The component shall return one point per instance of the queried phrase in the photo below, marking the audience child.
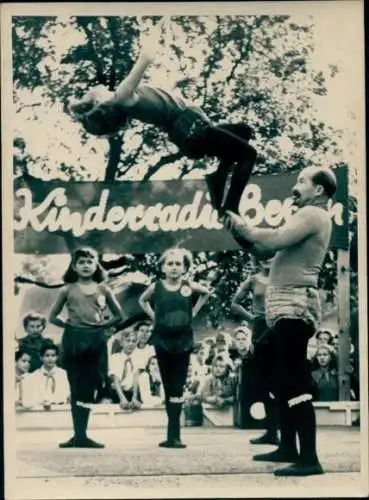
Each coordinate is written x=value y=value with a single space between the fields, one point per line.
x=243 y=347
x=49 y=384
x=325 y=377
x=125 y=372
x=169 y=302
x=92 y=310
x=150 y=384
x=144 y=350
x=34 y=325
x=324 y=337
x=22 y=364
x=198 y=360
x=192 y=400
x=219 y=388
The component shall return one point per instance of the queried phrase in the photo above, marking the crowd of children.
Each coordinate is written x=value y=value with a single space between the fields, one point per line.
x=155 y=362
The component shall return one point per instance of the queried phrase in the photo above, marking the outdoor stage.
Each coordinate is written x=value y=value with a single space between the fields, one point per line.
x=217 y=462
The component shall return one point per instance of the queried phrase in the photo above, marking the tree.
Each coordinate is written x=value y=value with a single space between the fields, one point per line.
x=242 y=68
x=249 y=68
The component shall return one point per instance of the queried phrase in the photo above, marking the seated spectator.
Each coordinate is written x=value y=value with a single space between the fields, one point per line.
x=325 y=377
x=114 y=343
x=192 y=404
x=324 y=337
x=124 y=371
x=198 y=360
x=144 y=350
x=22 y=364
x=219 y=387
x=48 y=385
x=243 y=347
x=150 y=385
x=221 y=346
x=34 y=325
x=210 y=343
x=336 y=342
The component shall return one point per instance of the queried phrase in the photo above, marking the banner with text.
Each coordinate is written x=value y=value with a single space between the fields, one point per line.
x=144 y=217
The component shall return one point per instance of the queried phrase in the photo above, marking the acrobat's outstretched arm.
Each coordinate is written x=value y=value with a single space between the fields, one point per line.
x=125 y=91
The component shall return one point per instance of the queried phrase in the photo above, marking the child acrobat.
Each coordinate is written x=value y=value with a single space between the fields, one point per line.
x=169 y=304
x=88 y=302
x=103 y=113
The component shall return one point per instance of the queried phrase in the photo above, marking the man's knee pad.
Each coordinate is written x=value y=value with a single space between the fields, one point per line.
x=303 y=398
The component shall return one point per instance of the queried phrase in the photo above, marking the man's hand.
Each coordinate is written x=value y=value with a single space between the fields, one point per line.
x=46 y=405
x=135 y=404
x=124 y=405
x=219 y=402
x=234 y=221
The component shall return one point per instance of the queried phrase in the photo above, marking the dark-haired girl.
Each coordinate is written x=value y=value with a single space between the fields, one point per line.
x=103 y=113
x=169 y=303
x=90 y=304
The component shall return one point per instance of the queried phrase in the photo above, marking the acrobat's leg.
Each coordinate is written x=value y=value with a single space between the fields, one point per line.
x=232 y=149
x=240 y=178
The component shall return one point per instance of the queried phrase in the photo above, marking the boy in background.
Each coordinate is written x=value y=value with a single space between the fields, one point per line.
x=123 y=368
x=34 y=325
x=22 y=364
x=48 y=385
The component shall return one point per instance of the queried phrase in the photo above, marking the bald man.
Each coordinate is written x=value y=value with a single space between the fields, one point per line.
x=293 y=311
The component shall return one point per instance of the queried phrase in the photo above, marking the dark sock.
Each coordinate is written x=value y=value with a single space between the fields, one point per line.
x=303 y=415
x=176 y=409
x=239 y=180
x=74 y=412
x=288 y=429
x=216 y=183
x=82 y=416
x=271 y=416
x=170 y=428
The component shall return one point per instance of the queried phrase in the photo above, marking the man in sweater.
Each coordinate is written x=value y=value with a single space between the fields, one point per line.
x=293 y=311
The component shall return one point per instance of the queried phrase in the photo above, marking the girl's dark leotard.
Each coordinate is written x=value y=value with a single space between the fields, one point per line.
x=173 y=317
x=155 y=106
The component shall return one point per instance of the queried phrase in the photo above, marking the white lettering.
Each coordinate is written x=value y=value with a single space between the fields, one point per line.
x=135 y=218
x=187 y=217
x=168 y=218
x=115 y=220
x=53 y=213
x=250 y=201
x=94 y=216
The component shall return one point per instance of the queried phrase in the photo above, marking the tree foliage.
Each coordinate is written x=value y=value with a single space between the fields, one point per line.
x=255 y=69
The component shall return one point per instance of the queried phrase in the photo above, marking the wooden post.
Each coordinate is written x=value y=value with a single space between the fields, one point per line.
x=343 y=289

DO THIS: Reproduce the lines from the one containing "boy in background." through the one containing "x=170 y=428", swapping "dark sock" for "black sock" and changing nothing else. Return only those lines.

PROBLEM SOLUTION:
The component shall return one point per instance of the queried phrase in the photo above, marking the boy in background.
Each coordinate is written x=value y=value with a single space between the fields, one point per line.
x=123 y=368
x=34 y=325
x=22 y=364
x=48 y=385
The component shall return one point per instance of the queried phrase in the photo above, marking the bald man.
Each coordinate is written x=value y=value with a single space between the fields, one point per line.
x=293 y=311
The component shall return one point per instance of the queried phrase in the photo above, marking the black sock.
Each coordinate is written x=value y=value with a single space between the fields, one point per line.
x=303 y=415
x=176 y=409
x=239 y=180
x=74 y=412
x=288 y=429
x=216 y=183
x=82 y=416
x=271 y=416
x=170 y=428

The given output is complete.